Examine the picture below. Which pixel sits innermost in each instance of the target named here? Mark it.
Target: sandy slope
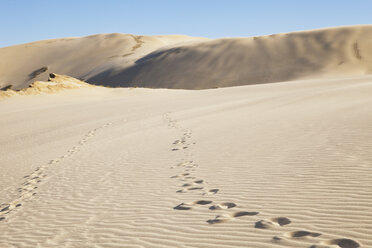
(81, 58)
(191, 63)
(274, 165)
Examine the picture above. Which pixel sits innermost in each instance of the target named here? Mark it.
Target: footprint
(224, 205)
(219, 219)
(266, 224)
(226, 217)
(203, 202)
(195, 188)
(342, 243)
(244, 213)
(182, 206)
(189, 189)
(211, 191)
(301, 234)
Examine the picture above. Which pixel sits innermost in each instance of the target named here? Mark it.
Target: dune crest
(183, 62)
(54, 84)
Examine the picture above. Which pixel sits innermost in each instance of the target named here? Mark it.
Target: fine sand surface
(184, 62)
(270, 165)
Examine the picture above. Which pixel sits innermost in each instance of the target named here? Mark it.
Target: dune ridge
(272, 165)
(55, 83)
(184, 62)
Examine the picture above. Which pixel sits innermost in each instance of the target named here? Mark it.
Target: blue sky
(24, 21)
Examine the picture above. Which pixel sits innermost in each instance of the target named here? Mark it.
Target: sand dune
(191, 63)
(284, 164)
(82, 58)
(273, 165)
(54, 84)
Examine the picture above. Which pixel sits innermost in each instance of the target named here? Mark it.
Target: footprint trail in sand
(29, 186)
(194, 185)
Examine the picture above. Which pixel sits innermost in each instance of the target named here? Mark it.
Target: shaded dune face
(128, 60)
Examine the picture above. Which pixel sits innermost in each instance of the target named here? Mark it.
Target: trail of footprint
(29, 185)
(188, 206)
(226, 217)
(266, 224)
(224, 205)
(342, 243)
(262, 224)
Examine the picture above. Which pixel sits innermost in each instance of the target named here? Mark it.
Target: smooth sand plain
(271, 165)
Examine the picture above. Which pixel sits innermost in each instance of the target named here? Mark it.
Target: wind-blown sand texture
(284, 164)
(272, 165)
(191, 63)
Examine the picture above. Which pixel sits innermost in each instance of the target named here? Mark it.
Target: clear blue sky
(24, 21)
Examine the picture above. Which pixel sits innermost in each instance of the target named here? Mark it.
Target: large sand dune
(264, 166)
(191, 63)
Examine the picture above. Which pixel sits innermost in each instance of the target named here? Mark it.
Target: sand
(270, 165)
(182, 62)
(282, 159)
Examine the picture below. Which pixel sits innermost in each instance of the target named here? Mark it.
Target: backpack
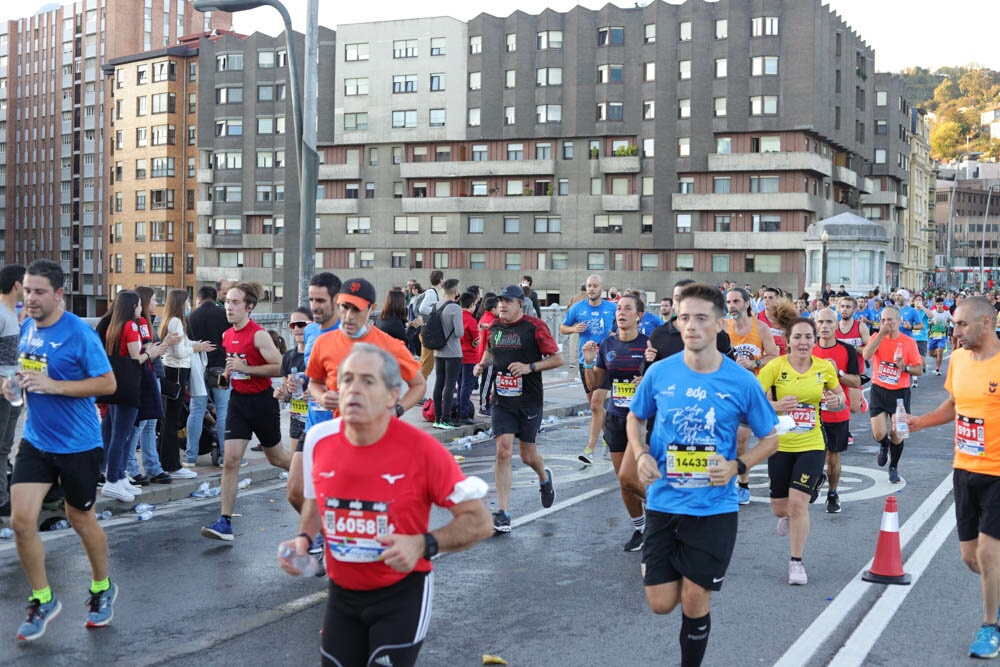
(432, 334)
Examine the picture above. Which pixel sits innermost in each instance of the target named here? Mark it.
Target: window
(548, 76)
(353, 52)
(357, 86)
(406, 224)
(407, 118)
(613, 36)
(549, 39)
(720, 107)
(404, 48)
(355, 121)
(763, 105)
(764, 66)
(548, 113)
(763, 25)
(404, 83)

....

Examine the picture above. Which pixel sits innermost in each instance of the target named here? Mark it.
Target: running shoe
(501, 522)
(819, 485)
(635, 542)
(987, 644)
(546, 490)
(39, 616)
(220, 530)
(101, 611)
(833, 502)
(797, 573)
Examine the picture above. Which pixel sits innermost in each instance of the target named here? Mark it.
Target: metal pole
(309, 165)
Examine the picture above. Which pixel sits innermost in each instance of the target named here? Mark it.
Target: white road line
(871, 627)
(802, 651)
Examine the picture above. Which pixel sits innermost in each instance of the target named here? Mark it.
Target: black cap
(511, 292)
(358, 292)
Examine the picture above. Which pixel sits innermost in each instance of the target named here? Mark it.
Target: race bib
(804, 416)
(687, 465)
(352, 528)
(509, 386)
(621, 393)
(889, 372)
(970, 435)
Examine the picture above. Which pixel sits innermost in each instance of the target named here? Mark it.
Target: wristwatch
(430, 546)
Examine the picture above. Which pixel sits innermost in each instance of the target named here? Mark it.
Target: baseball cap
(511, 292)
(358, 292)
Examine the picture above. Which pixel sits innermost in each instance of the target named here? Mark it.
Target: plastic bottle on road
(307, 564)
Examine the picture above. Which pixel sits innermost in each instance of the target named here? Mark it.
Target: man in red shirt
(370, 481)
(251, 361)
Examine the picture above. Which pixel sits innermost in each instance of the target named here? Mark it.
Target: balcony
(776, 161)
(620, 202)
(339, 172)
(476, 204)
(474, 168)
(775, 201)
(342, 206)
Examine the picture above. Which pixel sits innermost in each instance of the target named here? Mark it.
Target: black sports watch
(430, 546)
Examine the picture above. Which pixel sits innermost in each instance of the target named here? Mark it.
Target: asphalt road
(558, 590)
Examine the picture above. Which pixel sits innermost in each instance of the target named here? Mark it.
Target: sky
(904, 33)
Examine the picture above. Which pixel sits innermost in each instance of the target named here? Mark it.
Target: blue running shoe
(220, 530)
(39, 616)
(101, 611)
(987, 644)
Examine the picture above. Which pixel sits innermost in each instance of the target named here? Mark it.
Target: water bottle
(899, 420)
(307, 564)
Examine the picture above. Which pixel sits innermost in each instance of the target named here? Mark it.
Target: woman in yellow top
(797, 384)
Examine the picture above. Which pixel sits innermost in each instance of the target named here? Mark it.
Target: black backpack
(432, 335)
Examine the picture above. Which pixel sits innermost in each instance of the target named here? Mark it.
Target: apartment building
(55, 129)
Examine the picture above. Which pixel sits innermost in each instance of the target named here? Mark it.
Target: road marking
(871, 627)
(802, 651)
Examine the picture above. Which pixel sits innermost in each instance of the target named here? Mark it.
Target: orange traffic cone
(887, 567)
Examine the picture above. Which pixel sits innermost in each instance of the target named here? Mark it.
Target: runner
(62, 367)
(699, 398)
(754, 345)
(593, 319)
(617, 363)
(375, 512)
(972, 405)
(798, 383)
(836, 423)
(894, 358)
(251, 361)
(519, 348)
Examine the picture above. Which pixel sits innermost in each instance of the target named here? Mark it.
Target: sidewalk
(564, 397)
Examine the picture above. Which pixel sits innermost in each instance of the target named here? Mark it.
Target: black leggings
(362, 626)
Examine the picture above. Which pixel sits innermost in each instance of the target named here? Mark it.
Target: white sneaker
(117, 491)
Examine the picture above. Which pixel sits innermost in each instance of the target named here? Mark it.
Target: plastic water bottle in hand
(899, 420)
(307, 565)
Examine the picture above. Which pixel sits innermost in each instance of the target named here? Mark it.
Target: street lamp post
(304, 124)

....

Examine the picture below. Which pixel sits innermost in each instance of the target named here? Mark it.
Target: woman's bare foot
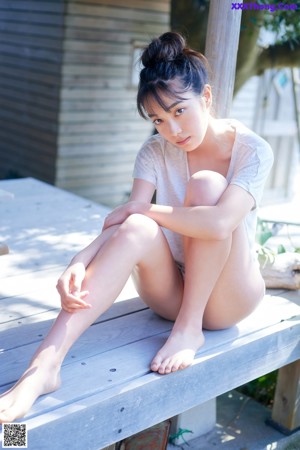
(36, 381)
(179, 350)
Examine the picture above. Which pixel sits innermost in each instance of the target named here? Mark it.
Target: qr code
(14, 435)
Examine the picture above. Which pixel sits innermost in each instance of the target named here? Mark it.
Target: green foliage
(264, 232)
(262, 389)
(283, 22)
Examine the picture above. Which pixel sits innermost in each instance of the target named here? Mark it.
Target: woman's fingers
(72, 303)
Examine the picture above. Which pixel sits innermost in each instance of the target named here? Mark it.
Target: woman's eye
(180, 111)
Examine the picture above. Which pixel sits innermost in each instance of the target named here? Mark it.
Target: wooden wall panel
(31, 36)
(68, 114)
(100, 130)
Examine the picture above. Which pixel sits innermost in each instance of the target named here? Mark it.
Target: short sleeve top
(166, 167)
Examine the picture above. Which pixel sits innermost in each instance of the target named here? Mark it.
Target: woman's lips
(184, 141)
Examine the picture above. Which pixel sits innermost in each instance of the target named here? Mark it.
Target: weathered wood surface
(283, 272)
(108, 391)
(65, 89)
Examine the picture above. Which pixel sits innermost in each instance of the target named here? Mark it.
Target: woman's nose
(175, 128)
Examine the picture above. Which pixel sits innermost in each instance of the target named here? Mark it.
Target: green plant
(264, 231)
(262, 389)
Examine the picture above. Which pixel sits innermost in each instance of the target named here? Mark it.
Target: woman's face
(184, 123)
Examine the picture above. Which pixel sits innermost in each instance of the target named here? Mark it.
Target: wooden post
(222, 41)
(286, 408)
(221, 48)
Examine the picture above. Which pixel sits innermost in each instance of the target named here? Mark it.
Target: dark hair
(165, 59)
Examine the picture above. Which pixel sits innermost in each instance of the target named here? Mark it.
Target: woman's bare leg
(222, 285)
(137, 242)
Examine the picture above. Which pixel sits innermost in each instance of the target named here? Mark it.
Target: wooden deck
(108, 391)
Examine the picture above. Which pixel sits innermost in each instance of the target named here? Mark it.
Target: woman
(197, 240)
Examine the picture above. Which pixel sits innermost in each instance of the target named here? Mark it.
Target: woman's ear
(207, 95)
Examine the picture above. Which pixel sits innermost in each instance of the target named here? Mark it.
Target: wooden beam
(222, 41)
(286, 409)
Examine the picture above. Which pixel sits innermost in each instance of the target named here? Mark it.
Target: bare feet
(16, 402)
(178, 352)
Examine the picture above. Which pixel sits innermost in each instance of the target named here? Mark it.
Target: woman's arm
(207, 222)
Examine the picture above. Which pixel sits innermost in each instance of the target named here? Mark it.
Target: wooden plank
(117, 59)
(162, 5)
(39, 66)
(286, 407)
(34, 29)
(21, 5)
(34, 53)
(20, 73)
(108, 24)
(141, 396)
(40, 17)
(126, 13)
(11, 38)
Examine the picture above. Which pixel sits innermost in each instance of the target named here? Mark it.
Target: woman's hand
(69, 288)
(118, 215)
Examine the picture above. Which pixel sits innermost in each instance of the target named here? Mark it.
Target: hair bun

....

> Task to carry out
Extract from the data above every line that contains the word "dune".

> Solution to the problem
Target: dune crest
Target: dune ridge
Target: sand dune
Target: shaded dune face
Target: large sand dune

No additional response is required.